_Aim of the task:_
Your answer should consist of the lines holding "chair", copied from the material below.

/---

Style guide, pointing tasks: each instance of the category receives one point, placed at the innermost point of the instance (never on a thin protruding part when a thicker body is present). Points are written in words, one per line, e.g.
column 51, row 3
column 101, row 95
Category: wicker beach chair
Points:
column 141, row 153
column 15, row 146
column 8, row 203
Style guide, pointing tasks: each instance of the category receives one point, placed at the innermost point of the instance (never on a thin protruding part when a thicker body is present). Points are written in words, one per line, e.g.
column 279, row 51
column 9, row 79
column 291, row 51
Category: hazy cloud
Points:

\---
/---

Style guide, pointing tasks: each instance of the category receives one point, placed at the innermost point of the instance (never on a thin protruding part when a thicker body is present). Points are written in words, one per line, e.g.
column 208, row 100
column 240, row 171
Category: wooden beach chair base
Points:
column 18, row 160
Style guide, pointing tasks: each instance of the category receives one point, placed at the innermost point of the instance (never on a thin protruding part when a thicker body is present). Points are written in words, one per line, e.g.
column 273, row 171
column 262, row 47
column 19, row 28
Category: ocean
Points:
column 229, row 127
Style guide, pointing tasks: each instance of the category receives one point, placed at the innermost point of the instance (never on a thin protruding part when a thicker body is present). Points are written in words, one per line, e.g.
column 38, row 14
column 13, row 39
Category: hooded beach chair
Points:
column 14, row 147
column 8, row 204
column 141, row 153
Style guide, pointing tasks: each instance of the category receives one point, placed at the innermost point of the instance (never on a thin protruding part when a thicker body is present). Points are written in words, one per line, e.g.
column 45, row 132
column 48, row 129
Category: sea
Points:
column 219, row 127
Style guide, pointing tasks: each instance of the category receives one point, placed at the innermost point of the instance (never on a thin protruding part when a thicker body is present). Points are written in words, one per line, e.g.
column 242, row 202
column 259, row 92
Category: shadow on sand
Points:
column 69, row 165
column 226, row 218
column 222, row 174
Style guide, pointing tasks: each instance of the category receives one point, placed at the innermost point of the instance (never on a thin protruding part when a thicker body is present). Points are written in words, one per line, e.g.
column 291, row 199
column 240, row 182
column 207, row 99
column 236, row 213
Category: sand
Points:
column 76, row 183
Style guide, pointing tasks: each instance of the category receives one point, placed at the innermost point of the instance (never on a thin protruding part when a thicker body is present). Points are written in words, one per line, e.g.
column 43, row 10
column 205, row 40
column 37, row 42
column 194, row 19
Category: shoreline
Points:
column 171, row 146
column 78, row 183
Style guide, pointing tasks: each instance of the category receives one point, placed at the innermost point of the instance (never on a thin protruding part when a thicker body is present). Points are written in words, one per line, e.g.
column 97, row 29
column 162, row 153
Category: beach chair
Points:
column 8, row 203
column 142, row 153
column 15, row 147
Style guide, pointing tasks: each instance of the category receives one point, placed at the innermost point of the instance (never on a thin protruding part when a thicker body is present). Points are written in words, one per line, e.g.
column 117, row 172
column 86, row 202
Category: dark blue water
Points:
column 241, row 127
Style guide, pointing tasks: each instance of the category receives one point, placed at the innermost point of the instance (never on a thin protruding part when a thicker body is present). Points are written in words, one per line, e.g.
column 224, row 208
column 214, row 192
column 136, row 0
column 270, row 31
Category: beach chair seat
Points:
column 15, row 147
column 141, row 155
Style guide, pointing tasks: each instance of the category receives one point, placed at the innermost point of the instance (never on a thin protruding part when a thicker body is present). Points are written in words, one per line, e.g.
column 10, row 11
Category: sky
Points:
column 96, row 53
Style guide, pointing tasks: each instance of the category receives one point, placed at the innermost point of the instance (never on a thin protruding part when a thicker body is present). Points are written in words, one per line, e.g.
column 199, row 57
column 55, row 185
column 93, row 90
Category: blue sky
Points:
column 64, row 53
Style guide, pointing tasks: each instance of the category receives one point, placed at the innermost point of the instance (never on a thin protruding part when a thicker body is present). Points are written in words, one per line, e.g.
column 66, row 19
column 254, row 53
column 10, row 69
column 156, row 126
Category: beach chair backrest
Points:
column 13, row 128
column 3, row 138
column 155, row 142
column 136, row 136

\---

_Result of the task:_
Category: wicker beach chair
Category: wooden beach chair base
Category: hooded beach chair
Category: beach chair
Category: beach chair seat
Category: beach chair backrest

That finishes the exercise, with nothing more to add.